**DOCUMENT SEGMENT**

'''

See also United States v. Continental Can Co.,
378 U. S. 441,
378 U. S. 458;
United States v. Von's Grocery Co., 384 U.S. at
384 U. S. 277;
United States v. Pabst Brewing Co., 384 U.
S. 546,
384 U. S.
550-552.
The effect of adopting this approach to a determination of a
"substantial" lessening of competition is to allow the Government
to rest its case on a showing of even small increases of market
share or market concentration in those industries or markets where
concentration is already great or has been recently increasing,
since,
"if concentration is already great, the importance of preventing
even slight increases in concentration and so preserving the
possibility of eventual deconcentration is correspondingly
great."
United States v. Aluminum Co. of America, 377 U.
S. 271,
377 U. S. 279,
citing
United States v. Philadelphia National Bank, supra,
at
374 U. S. 365
n. 42.
While the statistical showing proffered by the Government in
this case, the accuracy of which was not discredited by the
District Court or contested by the appellees, would under this
approach have sufficed to
Page 415 U. S. 498
support a finding of "undue concentration" in the absence of
other considerations, the question before us is whether the
District Court was justified in finding that other pertinent
factors affecting the coal industry and the business of the
appellees mandated a conclusion that no substantial lessening of
competition occurred or was threatened by the acquisition of United
Electric. We are satisfied that the court's ultimate finding was
not in error.
In
Brown Shoe v. United States, supra, we cautioned
that statistics concerning market share and concentration, while of
great significance, were not conclusive indicators of
anticompetitive effects:
"Congress indicated plainly that a merger had to be functionally
viewed, in the context of its particular industry."
370 U.S. at
370 U. S.
321-322.

'''

**PROBLEMS TO WORK ON**
**1)** From the court opinion excerpt, quote everything from "The effect of" down to "America, 377 U.".
**2)** Answer these questions using the court opinion excerpt:
(a) The acquisition of which company is at issue?
(b) Which court did not discredit the accuracy of the Government's statistical showing?
(c) According to the quoted passage from Brown Shoe, how did Congress indicate that a merger had to be viewed?

**DATA SUPPLIED**

'''

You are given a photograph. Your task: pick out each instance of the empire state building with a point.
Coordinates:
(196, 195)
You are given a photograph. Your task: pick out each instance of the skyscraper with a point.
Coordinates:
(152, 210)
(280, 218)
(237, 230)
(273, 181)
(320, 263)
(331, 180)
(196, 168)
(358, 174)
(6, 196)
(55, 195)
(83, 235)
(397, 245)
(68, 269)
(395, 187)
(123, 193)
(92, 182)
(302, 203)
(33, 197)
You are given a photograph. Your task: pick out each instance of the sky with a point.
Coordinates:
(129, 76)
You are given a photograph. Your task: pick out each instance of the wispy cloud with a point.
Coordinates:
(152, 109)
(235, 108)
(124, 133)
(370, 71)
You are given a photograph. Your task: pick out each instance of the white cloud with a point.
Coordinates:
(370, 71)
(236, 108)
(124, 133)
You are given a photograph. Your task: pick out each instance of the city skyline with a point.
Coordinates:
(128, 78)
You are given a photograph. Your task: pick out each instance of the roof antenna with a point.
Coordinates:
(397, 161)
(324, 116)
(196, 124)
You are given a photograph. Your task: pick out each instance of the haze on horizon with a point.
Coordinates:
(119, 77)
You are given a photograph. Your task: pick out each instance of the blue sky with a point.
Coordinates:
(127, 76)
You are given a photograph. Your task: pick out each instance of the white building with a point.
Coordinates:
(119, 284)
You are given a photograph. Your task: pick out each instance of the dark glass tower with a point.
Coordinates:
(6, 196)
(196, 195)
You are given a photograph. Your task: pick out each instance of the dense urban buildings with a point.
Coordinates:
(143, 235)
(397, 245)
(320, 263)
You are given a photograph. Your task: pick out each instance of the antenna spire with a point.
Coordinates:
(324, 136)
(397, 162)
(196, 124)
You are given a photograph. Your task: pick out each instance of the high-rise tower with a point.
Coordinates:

'''

**RESPONSE LIST**
**1)**
The effect of adopting this approach to a determination of a
"substantial" lessening of competition is to allow the Government
to rest its case on a showing of even small increases of market
share or market concentration in those industries or markets where
concentration is already great or has been recently increasing,
since,
"if concentration is already great, the importance of preventing
even slight increases in concentration and so preserving the
possibility of eventual deconcentration is correspondingly
great."
United States v. Aluminum Co. of America, 377 U.

**2)**
(a) United Electric.
(b) The District Court.
(c) Functionally, in the context of its particular industry.